### Work to do
Format every line of the entries below as a JSON list of strings, one string per line, with blank lines left out. Leave the pictures out of the answer.

### Extracted records
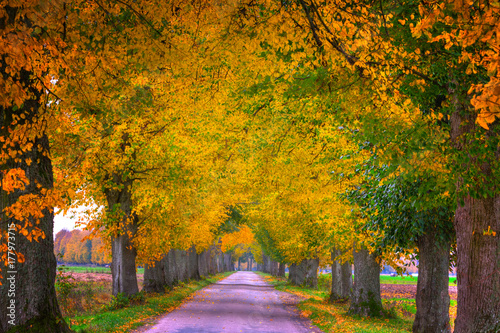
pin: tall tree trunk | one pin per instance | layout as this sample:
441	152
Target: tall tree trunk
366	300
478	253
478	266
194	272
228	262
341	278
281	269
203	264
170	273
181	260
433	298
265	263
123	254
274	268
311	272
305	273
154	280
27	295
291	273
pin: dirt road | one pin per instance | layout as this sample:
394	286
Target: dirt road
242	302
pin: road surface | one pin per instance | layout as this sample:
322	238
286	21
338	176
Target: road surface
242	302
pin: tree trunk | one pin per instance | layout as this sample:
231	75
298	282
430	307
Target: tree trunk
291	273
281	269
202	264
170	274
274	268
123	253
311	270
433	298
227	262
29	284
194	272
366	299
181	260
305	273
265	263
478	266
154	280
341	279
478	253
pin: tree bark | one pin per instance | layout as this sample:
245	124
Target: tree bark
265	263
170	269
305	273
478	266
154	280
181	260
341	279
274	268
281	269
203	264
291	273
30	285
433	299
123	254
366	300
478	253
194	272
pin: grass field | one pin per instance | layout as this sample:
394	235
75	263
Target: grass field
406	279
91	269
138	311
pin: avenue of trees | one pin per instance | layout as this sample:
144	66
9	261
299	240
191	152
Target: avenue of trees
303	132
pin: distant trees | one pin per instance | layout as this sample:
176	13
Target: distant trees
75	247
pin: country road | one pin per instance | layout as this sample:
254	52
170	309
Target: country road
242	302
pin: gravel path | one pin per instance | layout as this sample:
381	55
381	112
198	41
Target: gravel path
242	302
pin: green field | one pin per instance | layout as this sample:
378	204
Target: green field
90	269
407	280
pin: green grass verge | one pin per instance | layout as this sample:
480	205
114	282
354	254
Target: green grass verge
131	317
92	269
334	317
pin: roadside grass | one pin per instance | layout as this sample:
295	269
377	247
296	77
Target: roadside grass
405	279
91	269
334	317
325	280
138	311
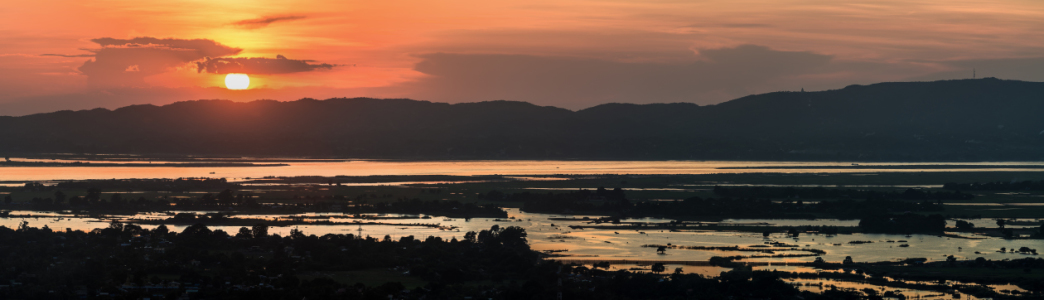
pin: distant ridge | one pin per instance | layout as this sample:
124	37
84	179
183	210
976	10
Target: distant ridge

### Solution
[
  "pin: tall tree trunk | one pin per instance | layout as this sample:",
  "441\t152",
  "Target: tall tree trunk",
  "366\t300",
  "478\t253",
  "478\t266",
  "194\t272",
  "228\t262",
  "341\t278",
  "281\t269",
  "203\t264",
  "170\t273",
  "181\t260",
  "433\t298",
  "265\t263",
  "123\t254",
  "274\t268",
  "311\t272",
  "305\t273",
  "154\t280",
  "27\t295",
  "291\t273",
  "pin: dirt road | one pin per instance | layout as this sample:",
  "394\t286",
  "Target: dirt road",
  "242\t302",
  "pin: road surface | one pin per instance | layout as this sample:",
  "322\t238",
  "286\t21",
  "338\t176",
  "Target: road surface",
  "242\t302",
  "pin: tree trunk | one pin per instance | layout as this sample:",
  "231\t75",
  "298\t282",
  "430\t307",
  "Target: tree trunk",
  "291\t273",
  "281\t269",
  "202\t264",
  "170\t274",
  "274\t268",
  "123\t253",
  "311\t270",
  "433\t298",
  "227\t262",
  "29\t284",
  "194\t272",
  "366\t299",
  "181\t260",
  "305\t273",
  "265\t263",
  "478\t266",
  "154\t280",
  "341\t279",
  "478\t253",
  "pin: tree bark | one pin per instance | layout as this sample:",
  "245\t124",
  "Target: tree bark",
  "265\t263",
  "170\t269",
  "305\t273",
  "478\t266",
  "154\t280",
  "181\t260",
  "341\t279",
  "274\t268",
  "281\t269",
  "203\t264",
  "291\t273",
  "30\t285",
  "433\t299",
  "123\t254",
  "366\t300",
  "478\t253",
  "194\t272",
  "pin: grass field | one pin per instance | layout as this sample:",
  "394\t235",
  "75\t263",
  "Target: grass field",
  "406\t279",
  "91\t269",
  "138\t311",
  "pin: avenue of trees | one pin per instance | layout as this sample:",
  "144\t66",
  "9\t261",
  "299\t240",
  "191\t152",
  "Target: avenue of trees",
  "303\t132",
  "pin: distant trees | one pin per instance | layout as this sample:",
  "176\t13",
  "Target: distant trees",
  "75\t247",
  "pin: country road | one pin per instance | layout as this sample:",
  "254\t52",
  "170\t309",
  "Target: country road",
  "242\t302",
  "pin: gravel path | one pin per instance | layout as this sample:",
  "381\t55",
  "381\t112",
  "198\t41",
  "Target: gravel path",
  "242\t302",
  "pin: green field | one pin per instance | layout as this sample:",
  "378\t204",
  "Target: green field",
  "90\t269",
  "407\t280",
  "pin: green grass verge | one pin per instance | layout as this sample:",
  "480\t205",
  "114\t282",
  "354\t254",
  "Target: green grass verge",
  "131\t317",
  "92\t269",
  "334\t317",
  "pin: roadside grass | one pin per instance | layout as this sample:",
  "295\t269",
  "377\t247",
  "296\t77",
  "Target: roadside grass",
  "405\t279",
  "91\t269",
  "334\t317",
  "325\t280",
  "138\t311",
  "pin: distant ridge | one pin per instance | layout as this sample:",
  "124\t37",
  "84\t179",
  "183\t210",
  "976\t10",
  "Target: distant ridge"
]